→ Quoted text
-------------------------

SEL assembled the Phase One team: Diego Rodas, Fernando Calero, and John Needs. Their plan was simple. It was time for emergency control.
“We threw ideas back and forth,” said Needs. “Then we’d modify them, send them back. And that’s how we eventually arrived at the concept for this particular emergency control system.”
An emergency control system meant breathing room for GSE. It was a simple solution that would provide immediate relief to the Georgian power system. It would prevent blackouts while giving GSE enough time to align resources and schedules for future expansion.
“We started small and kept things simple in the first phase because it was understood from the beginning that the system was going to be expanded in the future,” said Rodas.
Emergency control systems are fast. They are based on a concept called decentralized, or distributed, control. The idea is that you install decision-making relays at the most critical transmission line substations. These relays act like the “brains” or “controllers” of the power system; they constantly monitor their transmission lines, checking for faults. Each of these relays has its own logic programmed into it so that if a fault does occur, the relay can use that logic to make a quick decision to shed load, thereby preventing overload in other areas of the power system, maintaining stability, and saving the country from a total blackout.
But the key to their high speed is that the logic in the relays is distributed among individual substations, which is why it’s called distributed control. This means each relay can only act on the information from the transmission line it’s monitoring and information it receives from its immediate neighboring devices. Each controller is confined in what it can see in terms of loads, voltage levels, and power flow. It is unaware of the rest of the system.
Because the logic in an emergency control system is distributed among all the sites, it makes the best and fastest decision for that substation when there’s a fault. That decision might include shedding more load than necessary, simply because the system is not aware of alternate paths to reroute energy. The result is a power outage to one particular area.
But that’s still better than a total blackout.
“An emergency control system is a very real possibility for many developing countries where the worst thing that can happen is a blackout,” said Dolezilek. “Now, when you have the time and money, you can add more functionality to the system so it makes more refined decisions. But on a short timeframe and budget, the solution is an emergency control system. It does what it needs to do to prevent a blackout.”
It was the first big step that Georgia needed toward a complete management system.
The Phase One team used SEL-451 Protection, Automation, and Bay Control Systems as the main controllers at both the Zestaponi and Ksani substations. Their job was to constantly monitor the status of the key 500 kV transmission lines on The Backbone for changes in power flow, which indicate that a contingency event, such as a fault, just occurred.
The SEL-451 detects this event, generates a load-shedding decision, and sends this message to the mitigation device, an SEL-2440 DPAC Discrete Programmable Automation Controller. Several SEL-2440 mitigation devices were installed at strategic load-shedding substations along The Backbone. Their job was to receive messages from the SEL-451 Controllers, verify their accuracy, and send a trip signal to the appropriate circuit breaker to shed load.
Again, this whole process had to happen in less than 100 ms to prevent a blackout.

-------------------------

In the text on the emergency control system, what devices served as the main controllers at the Zestaponi and Ksani substations? The rows come from a separate source.

-------------------------

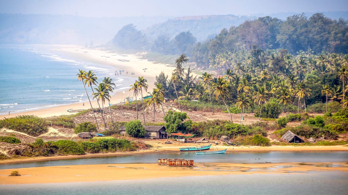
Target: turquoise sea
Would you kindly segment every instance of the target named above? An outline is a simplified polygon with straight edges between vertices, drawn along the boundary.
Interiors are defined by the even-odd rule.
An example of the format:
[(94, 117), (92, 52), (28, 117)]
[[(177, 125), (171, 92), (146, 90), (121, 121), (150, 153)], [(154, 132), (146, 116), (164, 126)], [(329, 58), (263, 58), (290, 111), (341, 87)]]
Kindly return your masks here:
[(131, 85), (130, 78), (114, 76), (117, 68), (59, 55), (48, 47), (0, 45), (0, 114), (88, 101), (79, 69), (93, 70), (98, 81), (111, 78), (115, 91)]

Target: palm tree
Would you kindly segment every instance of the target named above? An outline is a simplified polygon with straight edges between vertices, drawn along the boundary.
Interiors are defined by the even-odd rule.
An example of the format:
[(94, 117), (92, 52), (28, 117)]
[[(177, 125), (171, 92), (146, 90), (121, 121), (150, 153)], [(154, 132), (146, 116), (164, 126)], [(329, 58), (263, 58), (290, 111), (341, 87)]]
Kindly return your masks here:
[(213, 80), (213, 77), (212, 75), (206, 72), (202, 74), (203, 78), (203, 82), (207, 84), (207, 88), (208, 89), (208, 91), (209, 93), (209, 99), (210, 100), (210, 106), (212, 107), (212, 111), (213, 114), (214, 114), (214, 109), (213, 108), (213, 104), (212, 103), (212, 97), (210, 96), (210, 87), (209, 87), (209, 83)]
[(231, 122), (233, 123), (233, 121), (232, 119), (232, 115), (231, 114), (231, 113), (230, 112), (230, 109), (228, 109), (228, 107), (227, 107), (227, 105), (226, 104), (225, 100), (224, 99), (224, 97), (225, 96), (228, 97), (229, 96), (228, 91), (227, 90), (228, 86), (227, 84), (227, 82), (223, 78), (217, 78), (217, 79), (216, 79), (216, 82), (213, 83), (213, 92), (216, 95), (215, 98), (216, 100), (217, 100), (219, 96), (221, 96), (221, 99), (222, 100), (223, 103), (225, 104), (226, 108), (227, 109), (227, 112), (228, 112), (228, 113), (230, 114), (230, 116), (231, 116)]
[(332, 91), (330, 89), (329, 86), (327, 85), (322, 85), (323, 90), (322, 90), (322, 95), (325, 95), (326, 96), (326, 112), (327, 112), (327, 96), (331, 96), (332, 95)]
[[(92, 92), (94, 94), (94, 91), (93, 90), (93, 87), (92, 87), (92, 86), (96, 85), (96, 83), (98, 83), (98, 81), (97, 81), (98, 78), (96, 76), (95, 74), (94, 73), (94, 72), (93, 72), (93, 70), (90, 70), (88, 71), (88, 72), (85, 73), (85, 75), (86, 80), (85, 80), (85, 85), (87, 83), (88, 87), (90, 86), (90, 88), (92, 89)], [(102, 113), (102, 109), (100, 107), (100, 105), (99, 104), (99, 102), (97, 101), (97, 103), (98, 103), (98, 106), (99, 107), (99, 110), (100, 110), (100, 113), (102, 115), (102, 117), (103, 118), (103, 119), (104, 120), (104, 117), (103, 115), (103, 113)]]
[(146, 84), (148, 80), (144, 78), (143, 77), (139, 77), (138, 80), (136, 82), (138, 83), (138, 86), (140, 88), (140, 92), (141, 93), (142, 102), (143, 103), (143, 116), (144, 117), (144, 125), (145, 125), (145, 109), (144, 107), (144, 97), (143, 97), (143, 89), (145, 90), (145, 91), (148, 91), (148, 85)]
[(135, 107), (136, 108), (136, 119), (138, 119), (138, 102), (137, 101), (136, 96), (139, 95), (139, 92), (140, 91), (141, 89), (139, 86), (138, 85), (138, 82), (136, 81), (134, 82), (133, 85), (130, 85), (131, 87), (129, 89), (129, 91), (133, 90), (133, 94), (135, 96)]
[(173, 83), (173, 85), (174, 86), (174, 90), (175, 90), (175, 93), (176, 94), (176, 97), (177, 98), (177, 102), (179, 103), (179, 108), (180, 108), (180, 111), (182, 113), (182, 110), (181, 110), (181, 107), (180, 106), (180, 101), (179, 100), (179, 96), (177, 96), (177, 92), (176, 92), (176, 87), (175, 87), (175, 82), (178, 80), (177, 76), (175, 74), (172, 75), (172, 78), (171, 78), (172, 82)]
[(342, 65), (341, 68), (341, 70), (338, 72), (338, 76), (340, 76), (340, 79), (342, 80), (342, 86), (343, 89), (343, 99), (345, 99), (345, 81), (346, 78), (348, 78), (348, 71), (347, 71), (346, 67), (344, 65)]
[(264, 87), (262, 86), (260, 88), (259, 90), (257, 92), (254, 92), (254, 96), (253, 98), (254, 99), (254, 102), (256, 103), (258, 105), (261, 105), (261, 108), (260, 109), (260, 114), (259, 116), (259, 120), (261, 118), (261, 111), (262, 111), (262, 105), (263, 104), (266, 104), (267, 102), (267, 99), (268, 98), (268, 96), (266, 94), (265, 91)]
[[(98, 87), (95, 88), (94, 89), (96, 90), (96, 92), (93, 93), (93, 99), (94, 99), (95, 98), (96, 98), (97, 101), (98, 102), (99, 102), (99, 100), (101, 100), (102, 106), (103, 107), (103, 113), (102, 113), (101, 111), (100, 112), (102, 113), (102, 116), (103, 116), (103, 114), (104, 114), (104, 115), (105, 116), (105, 113), (104, 113), (104, 103), (105, 103), (105, 99), (110, 99), (110, 95), (109, 94), (109, 92), (106, 91), (106, 87), (105, 83), (104, 83), (101, 82), (100, 83), (99, 85), (98, 85)], [(103, 119), (104, 121), (104, 128), (106, 128), (106, 124), (105, 122), (105, 117), (103, 117)]]
[[(104, 79), (103, 79), (102, 82), (105, 85), (105, 90), (108, 93), (110, 93), (110, 92), (112, 93), (113, 92), (113, 87), (116, 86), (116, 85), (114, 83), (112, 82), (112, 79), (110, 77), (104, 77)], [(109, 112), (110, 112), (110, 117), (111, 118), (111, 122), (113, 123), (113, 121), (112, 120), (112, 115), (111, 114), (111, 108), (110, 108), (110, 99), (109, 98), (107, 99), (109, 102)]]
[(97, 117), (95, 117), (95, 114), (94, 113), (94, 110), (93, 109), (93, 106), (92, 106), (92, 103), (90, 102), (90, 100), (89, 99), (89, 96), (88, 96), (87, 90), (86, 90), (86, 85), (85, 84), (85, 82), (84, 80), (86, 79), (86, 71), (84, 70), (80, 69), (79, 69), (79, 71), (80, 71), (80, 72), (76, 74), (76, 76), (77, 76), (77, 80), (82, 81), (82, 83), (84, 85), (84, 88), (85, 88), (85, 91), (86, 92), (87, 97), (88, 98), (88, 100), (89, 101), (89, 104), (90, 105), (90, 108), (92, 109), (92, 112), (93, 112), (93, 115), (94, 116), (94, 118), (95, 119), (95, 124), (97, 124), (97, 128), (99, 130), (99, 126), (98, 125)]
[(152, 93), (148, 92), (148, 94), (151, 96), (151, 98), (147, 99), (146, 101), (147, 102), (148, 105), (150, 106), (151, 104), (153, 105), (153, 123), (154, 124), (155, 104), (157, 105), (157, 107), (159, 107), (159, 105), (162, 104), (162, 102), (163, 101), (163, 98), (158, 92), (158, 91), (156, 89), (153, 89), (153, 91)]
[(250, 99), (248, 97), (246, 97), (245, 93), (242, 93), (239, 94), (239, 95), (237, 97), (236, 100), (237, 102), (236, 103), (236, 106), (238, 107), (238, 108), (240, 109), (240, 116), (239, 119), (240, 120), (240, 123), (242, 123), (242, 112), (243, 114), (244, 115), (244, 108), (247, 107), (250, 104)]
[(160, 96), (162, 98), (162, 102), (161, 103), (161, 106), (162, 107), (162, 110), (163, 111), (163, 115), (165, 116), (166, 113), (164, 112), (164, 109), (163, 109), (163, 103), (164, 102), (164, 94), (166, 92), (166, 89), (163, 87), (163, 85), (162, 83), (157, 83), (155, 85), (155, 89), (158, 93), (157, 96)]
[[(306, 112), (306, 100), (304, 98), (306, 96), (309, 97), (310, 95), (310, 92), (309, 91), (311, 91), (311, 90), (308, 88), (306, 88), (306, 83), (303, 82), (300, 83), (298, 87), (297, 92), (296, 93), (296, 97), (299, 98), (299, 108), (300, 106), (300, 100), (303, 98), (303, 103), (304, 105), (304, 112)], [(299, 112), (299, 109), (298, 109), (298, 112)]]
[(284, 114), (284, 110), (285, 110), (286, 105), (292, 103), (292, 101), (291, 101), (291, 92), (289, 91), (288, 89), (283, 87), (280, 89), (279, 94), (277, 96), (277, 97), (278, 98), (277, 100), (279, 101), (279, 104), (282, 103), (284, 105), (283, 113), (282, 113), (282, 117)]

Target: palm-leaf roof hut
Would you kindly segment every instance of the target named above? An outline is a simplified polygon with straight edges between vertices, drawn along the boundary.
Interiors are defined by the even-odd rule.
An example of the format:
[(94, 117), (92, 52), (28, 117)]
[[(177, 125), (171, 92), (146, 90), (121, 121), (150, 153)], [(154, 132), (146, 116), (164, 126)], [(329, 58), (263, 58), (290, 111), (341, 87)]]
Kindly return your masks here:
[(282, 138), (288, 142), (294, 143), (302, 143), (304, 142), (303, 140), (301, 139), (300, 137), (290, 131), (287, 131), (285, 133)]

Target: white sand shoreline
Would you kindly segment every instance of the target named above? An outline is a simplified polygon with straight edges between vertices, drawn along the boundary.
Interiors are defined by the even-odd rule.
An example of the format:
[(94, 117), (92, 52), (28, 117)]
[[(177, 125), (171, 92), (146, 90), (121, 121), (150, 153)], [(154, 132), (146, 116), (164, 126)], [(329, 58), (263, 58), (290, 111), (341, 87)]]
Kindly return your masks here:
[[(122, 76), (126, 76), (134, 78), (134, 81), (137, 79), (138, 77), (143, 77), (148, 80), (149, 85), (148, 91), (151, 91), (154, 87), (153, 83), (156, 76), (163, 71), (165, 74), (170, 75), (175, 68), (169, 64), (155, 63), (154, 62), (149, 62), (145, 60), (140, 58), (140, 56), (132, 54), (117, 54), (110, 51), (105, 51), (96, 49), (86, 48), (84, 47), (69, 45), (33, 45), (45, 47), (47, 50), (54, 51), (55, 54), (69, 59), (77, 59), (97, 64), (108, 65), (115, 68), (118, 70), (123, 70)], [(129, 60), (122, 62), (119, 59)], [(147, 69), (145, 71), (144, 70)], [(85, 70), (88, 71), (89, 70)], [(126, 73), (126, 72), (128, 73)], [(134, 74), (132, 75), (132, 72)], [(98, 75), (97, 75), (97, 77)], [(120, 78), (121, 76), (120, 76)], [(82, 87), (82, 86), (81, 86)], [(111, 98), (111, 102), (118, 103), (122, 100), (122, 97), (124, 97), (122, 91), (125, 94), (133, 94), (132, 91), (128, 91), (128, 89), (125, 89), (116, 91)], [(146, 93), (145, 93), (146, 94)], [(91, 98), (92, 99), (92, 98)], [(47, 107), (35, 109), (29, 111), (24, 111), (20, 112), (5, 114), (0, 115), (0, 119), (14, 117), (18, 115), (34, 115), (40, 117), (48, 117), (54, 116), (72, 114), (74, 113), (68, 113), (67, 110), (70, 109), (88, 109), (90, 106), (88, 101), (84, 103), (84, 106), (81, 103), (64, 105), (54, 105)], [(96, 101), (92, 101), (92, 106), (96, 108), (97, 104)]]

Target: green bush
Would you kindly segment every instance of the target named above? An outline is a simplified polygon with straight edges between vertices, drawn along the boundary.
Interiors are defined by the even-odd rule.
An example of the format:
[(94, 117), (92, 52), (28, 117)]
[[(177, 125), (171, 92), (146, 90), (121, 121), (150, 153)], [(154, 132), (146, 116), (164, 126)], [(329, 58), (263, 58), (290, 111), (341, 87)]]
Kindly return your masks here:
[(21, 140), (10, 136), (0, 136), (0, 142), (10, 143), (19, 143)]
[(85, 154), (81, 145), (71, 140), (59, 140), (52, 143), (52, 147), (56, 148), (57, 153), (65, 155), (81, 155)]
[(126, 132), (134, 138), (141, 138), (145, 135), (145, 128), (139, 120), (131, 121), (126, 124)]
[(285, 127), (286, 125), (288, 122), (287, 118), (284, 116), (278, 118), (277, 121), (277, 124), (279, 127)]
[(164, 124), (166, 131), (169, 133), (177, 132), (182, 126), (182, 122), (187, 118), (186, 113), (168, 111), (163, 118), (163, 120), (166, 122)]
[(47, 132), (47, 126), (43, 118), (33, 115), (18, 116), (0, 120), (0, 128), (6, 127), (33, 136)]
[(85, 122), (77, 124), (74, 133), (78, 133), (81, 132), (96, 132), (97, 126), (90, 122)]

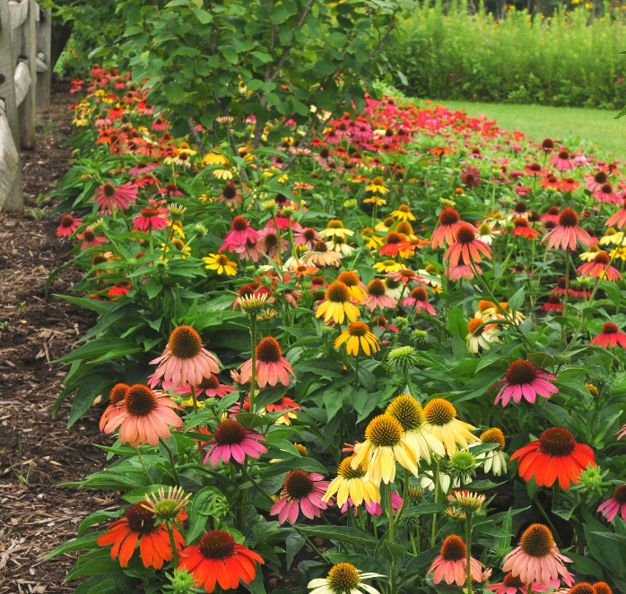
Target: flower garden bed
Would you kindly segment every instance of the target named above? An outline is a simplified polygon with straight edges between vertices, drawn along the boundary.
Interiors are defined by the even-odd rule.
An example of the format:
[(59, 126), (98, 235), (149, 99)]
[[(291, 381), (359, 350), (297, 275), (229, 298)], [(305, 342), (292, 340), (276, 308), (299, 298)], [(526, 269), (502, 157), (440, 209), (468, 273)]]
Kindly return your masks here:
[(92, 74), (49, 280), (98, 322), (54, 409), (106, 405), (110, 466), (65, 486), (125, 504), (50, 554), (77, 592), (296, 558), (316, 594), (624, 587), (619, 163), (389, 98), (277, 149), (224, 116), (203, 155)]

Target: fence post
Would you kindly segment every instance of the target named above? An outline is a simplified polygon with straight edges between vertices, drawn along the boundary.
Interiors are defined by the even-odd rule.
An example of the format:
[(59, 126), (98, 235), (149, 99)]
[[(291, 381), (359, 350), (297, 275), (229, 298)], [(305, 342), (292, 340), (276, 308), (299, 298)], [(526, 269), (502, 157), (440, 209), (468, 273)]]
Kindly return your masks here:
[[(50, 81), (52, 80), (52, 9), (39, 10), (37, 26), (37, 85), (35, 87), (37, 111), (50, 111)], [(43, 56), (42, 56), (43, 54)], [(43, 63), (43, 64), (41, 64)], [(44, 70), (44, 66), (46, 67)]]
[(24, 22), (22, 51), (28, 60), (30, 86), (26, 98), (18, 108), (20, 119), (20, 146), (32, 149), (35, 146), (35, 87), (37, 85), (37, 38), (36, 18), (39, 5), (35, 0), (28, 0), (28, 16)]
[[(17, 105), (15, 103), (15, 63), (13, 51), (13, 28), (11, 26), (11, 13), (9, 0), (0, 0), (0, 99), (4, 103), (4, 114), (8, 121), (11, 135), (17, 151), (17, 170), (9, 194), (4, 204), (0, 204), (3, 211), (20, 212), (24, 208), (24, 198), (22, 193), (22, 159), (20, 159), (20, 125), (17, 118)], [(4, 134), (5, 135), (5, 134)], [(10, 139), (9, 139), (10, 140)]]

-------------------------

→ Response to the exercise
SEL-451 Protection, Automation, and Bay Control Systems.